== Document excerpt ==
# # # # #

In this area of the Northwest where rain is plentiful during winter months, but seldom falls between June and October, or later, one of the first joint projects was to drill a well. We needed to know there would be an adequate water supply for multiple households.
We were fortunate in getting a well which has the capacity to run three rain bird sprinklers twenty-four hours a day seven days a week. As time passed each of the other young families moved on to careers in other communities, leaving us single ownership to acreage and access to great potential for irrigation, at least in this hill country where field crops are not generally a possibility.
The well has never been hooked up to the house. It has watered livestock and provided a green line for fire protection around all the farm buildings through the dry summers.
This has involved many hours of dragging fifty foot hoses and multiples here and there from two or three faucets which give access to lawn, garden, pasture and orchard.
We sold our place a couple of years ago to a young neighbor with an arrangement for us to stay on as renters where we have lived for about half a century. He now tends to watering the pasture and providing a supply of drinking water for his cows.
Our daughter and her husband have a home nearly half a mile from our buildings - on down a gravel road past the fields and into what was the "back pasture." They have developed a lovely garden which was featured one season on a garden tour. Their household water supply is too limited to support the garden, and for these many years they have hauled water, four or five hundred gallons at a time, depending on the size of the tank on board, from the irrigation well on this place. This activity has been almost a daily ongoing summer chore.

# # # # #

== Dataset extract ==

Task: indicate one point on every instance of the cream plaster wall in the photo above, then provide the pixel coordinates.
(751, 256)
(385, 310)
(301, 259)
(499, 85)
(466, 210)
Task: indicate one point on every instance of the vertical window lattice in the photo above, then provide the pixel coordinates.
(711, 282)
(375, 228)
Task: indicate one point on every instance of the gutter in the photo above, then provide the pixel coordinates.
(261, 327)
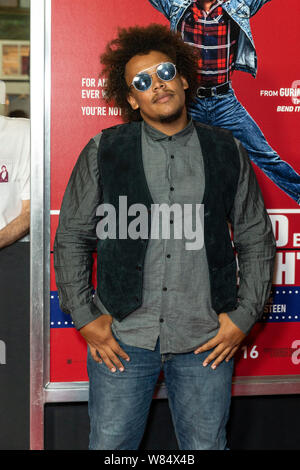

# # # # #

== Aim 1 ==
Translate this sentence from the well excerpt into Spanish: "The well has never been hooked up to the house."
== Aim 2 ==
Repeat word for word the part of the well excerpt that opens with the words containing "In this area" and closes with "for multiple households.".

== Task answer 1 ==
El pozo nunca se ha conectado a la casa.

== Task answer 2 ==
In this area of the Northwest where rain is plentiful during winter months, but seldom falls between June and October, or later, one of the first joint projects was to drill a well. We needed to know there would be an adequate water supply for multiple households.